Text for analysis Block Start

Skip to content

11. Backend Logging Guide

Hamed Valiollahi edited this page Nov 4, 2024 · 3 revisions

This document provides comprehensive guidelines for developers on how to effectively use our standardized logging system. By following this guide, you will ensure consistent logging practices across our backend services, facilitating easier debugging, monitoring, and analysis.


Table of Contents

  1. Introduction
  2. Logging Modes
  3. Logging Practices
  4. Sample Logs
  5. Logging Levels
  6. Correlation ID Usage
  7. Best Practices and Guidelines
  8. Using Kibana for Log Analysis
  9. Additional Resources
  10. FAQs

Introduction

Effective logging is crucial for diagnosing issues, monitoring application behavior, and gaining insights into system performance. This guide outlines our standardized approach to backend logging, helping you produce logs that are both developer-friendly and suitable for production analysis.

Our logging system is designed to be developer-friendly, allowing you to focus on logging important information without worrying about adding additional metadata like source information or correlation IDs—these are added automatically by our logging infrastructure.

Text for analysis Block End

**Exercise instructions**:
**A.** In the backend logging guide, which metadata does the logging infrastructure add automatically?
**B.** Write the next part of the backend logging guide, starting after its final paragraph.

Data to examine Block Start

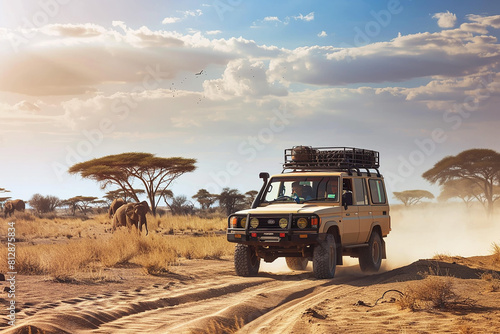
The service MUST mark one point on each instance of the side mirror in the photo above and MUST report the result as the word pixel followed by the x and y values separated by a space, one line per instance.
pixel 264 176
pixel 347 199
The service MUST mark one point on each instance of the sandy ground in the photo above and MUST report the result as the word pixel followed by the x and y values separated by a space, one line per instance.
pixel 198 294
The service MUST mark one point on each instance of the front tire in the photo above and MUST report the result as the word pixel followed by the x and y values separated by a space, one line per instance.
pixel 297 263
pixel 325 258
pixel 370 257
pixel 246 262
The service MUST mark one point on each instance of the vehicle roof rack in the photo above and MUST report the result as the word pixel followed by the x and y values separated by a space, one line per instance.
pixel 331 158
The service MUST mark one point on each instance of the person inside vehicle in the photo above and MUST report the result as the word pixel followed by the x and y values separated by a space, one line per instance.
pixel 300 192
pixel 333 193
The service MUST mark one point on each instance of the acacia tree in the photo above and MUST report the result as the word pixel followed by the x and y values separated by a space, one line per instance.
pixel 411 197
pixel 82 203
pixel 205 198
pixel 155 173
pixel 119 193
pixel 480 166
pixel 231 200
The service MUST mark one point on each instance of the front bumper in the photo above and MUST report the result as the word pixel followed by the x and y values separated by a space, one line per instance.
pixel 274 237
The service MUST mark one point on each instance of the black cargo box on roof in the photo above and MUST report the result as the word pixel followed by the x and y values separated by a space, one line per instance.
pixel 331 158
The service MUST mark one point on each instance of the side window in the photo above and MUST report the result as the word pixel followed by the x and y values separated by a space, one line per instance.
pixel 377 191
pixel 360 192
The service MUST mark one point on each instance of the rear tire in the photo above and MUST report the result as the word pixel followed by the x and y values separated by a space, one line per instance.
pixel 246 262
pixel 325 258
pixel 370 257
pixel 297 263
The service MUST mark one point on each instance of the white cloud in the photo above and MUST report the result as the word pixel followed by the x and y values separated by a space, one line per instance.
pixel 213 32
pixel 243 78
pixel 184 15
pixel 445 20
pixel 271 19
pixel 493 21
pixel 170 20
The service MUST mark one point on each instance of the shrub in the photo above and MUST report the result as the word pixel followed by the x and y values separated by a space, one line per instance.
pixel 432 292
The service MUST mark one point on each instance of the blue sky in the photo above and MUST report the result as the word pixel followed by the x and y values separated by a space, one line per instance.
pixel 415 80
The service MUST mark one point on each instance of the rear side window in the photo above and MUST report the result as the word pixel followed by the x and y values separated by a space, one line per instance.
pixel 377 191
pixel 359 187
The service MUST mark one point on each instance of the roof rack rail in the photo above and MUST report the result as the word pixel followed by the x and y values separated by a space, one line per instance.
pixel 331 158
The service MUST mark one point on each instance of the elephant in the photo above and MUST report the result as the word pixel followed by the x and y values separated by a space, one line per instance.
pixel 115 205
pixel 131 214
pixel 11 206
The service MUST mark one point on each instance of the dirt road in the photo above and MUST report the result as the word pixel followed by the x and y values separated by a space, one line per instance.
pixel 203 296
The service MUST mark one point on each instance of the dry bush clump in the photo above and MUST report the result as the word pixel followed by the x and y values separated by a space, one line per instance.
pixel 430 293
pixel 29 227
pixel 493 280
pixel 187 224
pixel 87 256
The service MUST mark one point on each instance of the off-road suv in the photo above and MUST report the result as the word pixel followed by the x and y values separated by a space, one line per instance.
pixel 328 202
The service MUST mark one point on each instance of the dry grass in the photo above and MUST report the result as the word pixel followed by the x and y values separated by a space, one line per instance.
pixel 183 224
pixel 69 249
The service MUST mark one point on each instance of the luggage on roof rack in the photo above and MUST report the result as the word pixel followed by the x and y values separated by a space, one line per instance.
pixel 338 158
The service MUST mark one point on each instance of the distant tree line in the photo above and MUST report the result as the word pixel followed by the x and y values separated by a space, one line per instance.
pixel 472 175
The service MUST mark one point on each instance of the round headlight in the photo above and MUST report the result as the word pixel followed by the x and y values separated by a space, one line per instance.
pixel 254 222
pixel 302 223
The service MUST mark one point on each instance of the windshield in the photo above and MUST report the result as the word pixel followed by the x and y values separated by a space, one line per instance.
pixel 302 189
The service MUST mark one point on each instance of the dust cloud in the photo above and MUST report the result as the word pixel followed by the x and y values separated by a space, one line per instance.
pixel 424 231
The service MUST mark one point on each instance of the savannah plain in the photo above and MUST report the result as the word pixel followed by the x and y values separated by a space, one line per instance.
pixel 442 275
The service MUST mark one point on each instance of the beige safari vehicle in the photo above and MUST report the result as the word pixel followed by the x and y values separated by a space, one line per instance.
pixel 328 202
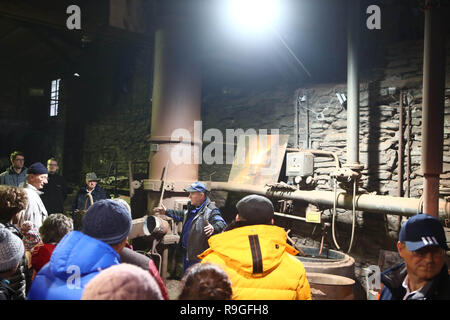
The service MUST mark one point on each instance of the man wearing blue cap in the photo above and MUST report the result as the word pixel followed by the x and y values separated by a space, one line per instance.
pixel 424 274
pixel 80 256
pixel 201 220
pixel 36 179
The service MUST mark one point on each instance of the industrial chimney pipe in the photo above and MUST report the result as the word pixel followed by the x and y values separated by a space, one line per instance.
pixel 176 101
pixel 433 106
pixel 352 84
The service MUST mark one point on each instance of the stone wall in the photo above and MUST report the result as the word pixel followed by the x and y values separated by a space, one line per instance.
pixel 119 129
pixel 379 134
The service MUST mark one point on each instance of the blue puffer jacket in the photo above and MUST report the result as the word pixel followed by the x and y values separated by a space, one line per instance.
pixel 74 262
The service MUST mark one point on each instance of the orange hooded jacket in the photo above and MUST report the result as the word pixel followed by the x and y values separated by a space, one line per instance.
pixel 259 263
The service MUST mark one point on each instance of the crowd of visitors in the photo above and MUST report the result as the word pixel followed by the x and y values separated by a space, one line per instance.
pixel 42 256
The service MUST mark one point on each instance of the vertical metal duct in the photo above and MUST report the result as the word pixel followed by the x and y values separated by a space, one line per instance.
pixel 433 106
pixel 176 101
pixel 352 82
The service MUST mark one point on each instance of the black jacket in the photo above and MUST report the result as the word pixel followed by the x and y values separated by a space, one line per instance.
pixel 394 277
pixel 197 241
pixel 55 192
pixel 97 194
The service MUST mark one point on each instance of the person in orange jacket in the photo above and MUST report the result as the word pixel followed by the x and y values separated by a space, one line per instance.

Data to examine Block End

**Activity answers**:
**A.** It adds source information and correlation IDs.

**B.**
Logging Modes

Our logging system operates in two distinct modes, catering to different stages of the development lifecycle:

Development Mode

  • Purpose: To provide developers with readable and highlighted logs during local development.
  • Features:
    • Human-readable format.
    • Syntax highlighting for better readability.
    • Indented and structured output for complex data types.

Non-Development Mode

  • Purpose: To produce logs suitable for production environments, optimized for log aggregation and analysis tools like Kibana.
  • Features:
    • JSON-formatted logs for easy parsing.
    • Compact representation of data.
    • Designed for ingestion into centralized logging systems.

Logging Practices

What to Log

As a developer, your responsibility is to log important information that aids in understanding the application's behavior and diagnosing issues. This includes:

  • Significant Events: Actions like "Report generated", "Report signed".
  • Important Data Points: IDs, counts, or statuses that are crucial for tracking operations.
  • Errors and Exceptions: Any caught exceptions or error conditions that need attention.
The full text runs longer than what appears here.